Exercise description:
Please give only the number of lines in the data below that contain the string "wasp".

## BEGIN Provided data

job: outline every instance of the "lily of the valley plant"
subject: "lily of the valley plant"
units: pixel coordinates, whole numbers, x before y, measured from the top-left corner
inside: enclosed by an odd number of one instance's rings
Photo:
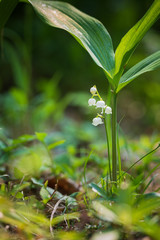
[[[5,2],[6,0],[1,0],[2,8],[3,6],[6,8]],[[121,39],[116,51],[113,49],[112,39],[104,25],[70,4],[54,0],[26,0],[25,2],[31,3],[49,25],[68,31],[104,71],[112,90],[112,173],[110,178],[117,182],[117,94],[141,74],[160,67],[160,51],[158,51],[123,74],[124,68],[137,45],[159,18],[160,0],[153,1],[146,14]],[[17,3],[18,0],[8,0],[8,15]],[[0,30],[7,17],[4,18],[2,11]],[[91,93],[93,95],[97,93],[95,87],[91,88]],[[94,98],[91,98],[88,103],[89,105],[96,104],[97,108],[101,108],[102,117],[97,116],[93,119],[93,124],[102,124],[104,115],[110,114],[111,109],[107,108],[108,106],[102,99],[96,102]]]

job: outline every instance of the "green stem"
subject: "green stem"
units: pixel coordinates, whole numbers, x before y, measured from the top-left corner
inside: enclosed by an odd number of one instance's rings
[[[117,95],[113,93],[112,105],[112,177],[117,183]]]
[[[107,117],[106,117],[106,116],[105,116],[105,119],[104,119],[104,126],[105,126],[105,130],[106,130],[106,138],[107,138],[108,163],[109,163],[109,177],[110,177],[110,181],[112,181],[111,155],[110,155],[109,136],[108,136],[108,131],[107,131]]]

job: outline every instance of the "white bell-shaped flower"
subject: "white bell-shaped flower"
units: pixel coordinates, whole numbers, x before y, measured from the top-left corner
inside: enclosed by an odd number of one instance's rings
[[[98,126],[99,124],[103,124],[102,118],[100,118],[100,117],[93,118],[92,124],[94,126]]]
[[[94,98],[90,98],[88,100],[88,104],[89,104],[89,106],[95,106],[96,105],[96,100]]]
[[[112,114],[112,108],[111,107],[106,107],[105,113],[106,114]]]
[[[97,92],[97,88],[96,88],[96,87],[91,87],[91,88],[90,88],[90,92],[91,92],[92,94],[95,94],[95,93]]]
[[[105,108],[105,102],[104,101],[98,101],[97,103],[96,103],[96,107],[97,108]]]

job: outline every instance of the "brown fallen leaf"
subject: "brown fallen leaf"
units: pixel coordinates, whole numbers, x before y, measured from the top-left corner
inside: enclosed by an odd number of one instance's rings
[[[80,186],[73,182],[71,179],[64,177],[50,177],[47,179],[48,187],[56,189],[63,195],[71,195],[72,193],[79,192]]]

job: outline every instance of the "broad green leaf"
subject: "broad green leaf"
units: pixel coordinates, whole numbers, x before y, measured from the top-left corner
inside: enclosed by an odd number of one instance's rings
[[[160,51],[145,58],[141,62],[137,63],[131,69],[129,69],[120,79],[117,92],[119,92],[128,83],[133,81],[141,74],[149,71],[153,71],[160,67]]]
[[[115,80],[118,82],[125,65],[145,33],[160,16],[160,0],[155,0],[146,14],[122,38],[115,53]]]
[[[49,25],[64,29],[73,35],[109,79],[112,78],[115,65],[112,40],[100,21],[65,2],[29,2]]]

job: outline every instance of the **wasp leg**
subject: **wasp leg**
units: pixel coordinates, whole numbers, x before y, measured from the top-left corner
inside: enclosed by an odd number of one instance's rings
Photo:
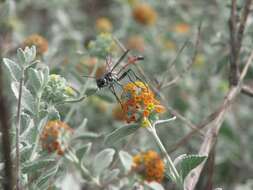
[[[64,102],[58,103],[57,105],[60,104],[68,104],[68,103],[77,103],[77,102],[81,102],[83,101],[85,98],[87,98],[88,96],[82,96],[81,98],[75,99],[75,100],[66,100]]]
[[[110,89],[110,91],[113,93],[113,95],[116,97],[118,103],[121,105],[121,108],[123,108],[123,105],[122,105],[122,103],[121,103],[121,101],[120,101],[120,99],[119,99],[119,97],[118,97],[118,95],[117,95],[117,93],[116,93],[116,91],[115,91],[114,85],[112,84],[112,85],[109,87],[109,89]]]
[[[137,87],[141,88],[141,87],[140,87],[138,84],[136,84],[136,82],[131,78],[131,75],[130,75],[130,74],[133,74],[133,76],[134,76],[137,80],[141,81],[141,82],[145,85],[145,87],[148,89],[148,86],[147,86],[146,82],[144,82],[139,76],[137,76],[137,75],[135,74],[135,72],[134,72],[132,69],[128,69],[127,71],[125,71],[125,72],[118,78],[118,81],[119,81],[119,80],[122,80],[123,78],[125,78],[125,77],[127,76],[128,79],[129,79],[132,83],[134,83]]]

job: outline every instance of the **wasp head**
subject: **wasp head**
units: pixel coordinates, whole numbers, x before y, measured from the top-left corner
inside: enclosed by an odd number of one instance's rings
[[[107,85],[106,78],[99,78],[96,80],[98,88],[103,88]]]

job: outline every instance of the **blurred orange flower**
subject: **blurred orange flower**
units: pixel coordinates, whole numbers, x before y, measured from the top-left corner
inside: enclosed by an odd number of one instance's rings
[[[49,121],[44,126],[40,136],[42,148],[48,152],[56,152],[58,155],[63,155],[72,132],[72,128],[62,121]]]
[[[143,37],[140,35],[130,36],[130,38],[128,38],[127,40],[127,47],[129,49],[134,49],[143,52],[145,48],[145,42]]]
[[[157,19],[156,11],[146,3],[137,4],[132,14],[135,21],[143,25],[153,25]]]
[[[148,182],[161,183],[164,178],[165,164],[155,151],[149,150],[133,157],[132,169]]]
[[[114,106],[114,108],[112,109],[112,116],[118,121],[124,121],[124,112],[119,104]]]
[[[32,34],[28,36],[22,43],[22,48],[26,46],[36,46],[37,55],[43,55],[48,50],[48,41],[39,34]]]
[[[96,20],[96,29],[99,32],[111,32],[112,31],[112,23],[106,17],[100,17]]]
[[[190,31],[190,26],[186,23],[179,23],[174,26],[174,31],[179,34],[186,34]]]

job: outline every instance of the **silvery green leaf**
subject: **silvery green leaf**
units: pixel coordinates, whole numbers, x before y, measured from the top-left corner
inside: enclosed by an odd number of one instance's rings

## END Provided data
## BEGIN Provided data

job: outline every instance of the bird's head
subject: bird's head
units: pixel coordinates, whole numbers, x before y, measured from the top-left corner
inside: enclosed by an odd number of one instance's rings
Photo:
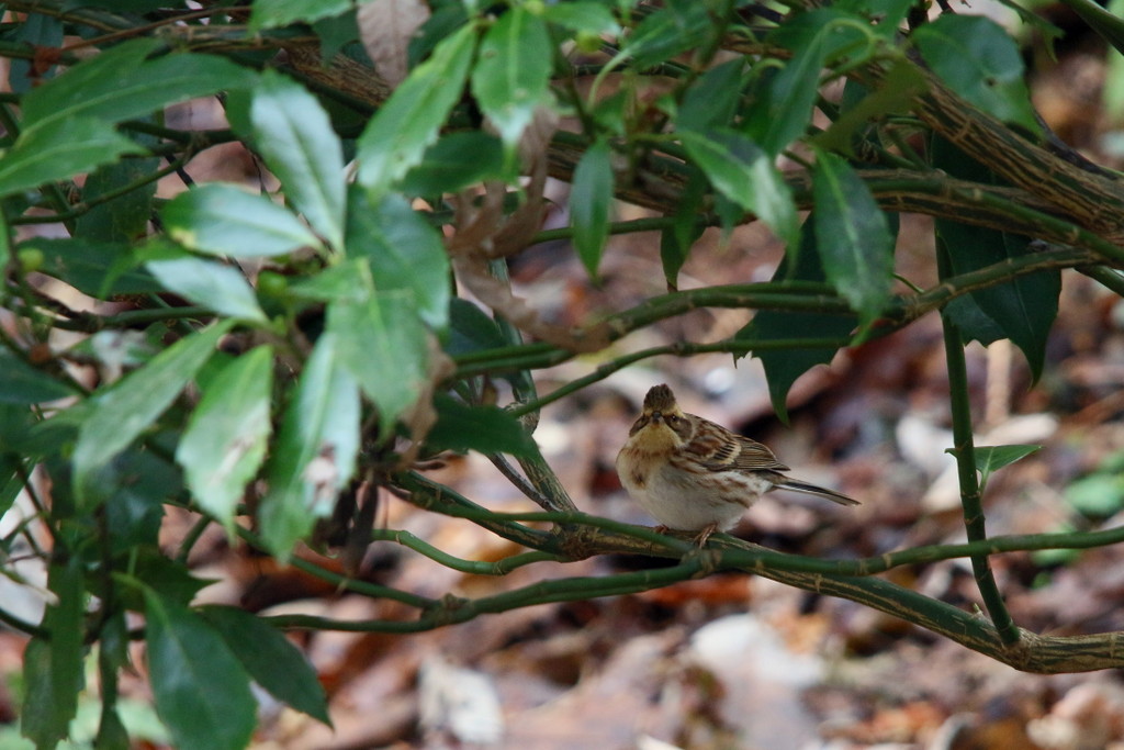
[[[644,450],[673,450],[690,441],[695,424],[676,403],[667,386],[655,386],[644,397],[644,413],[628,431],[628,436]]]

## END Provided data

Answer to the task:
4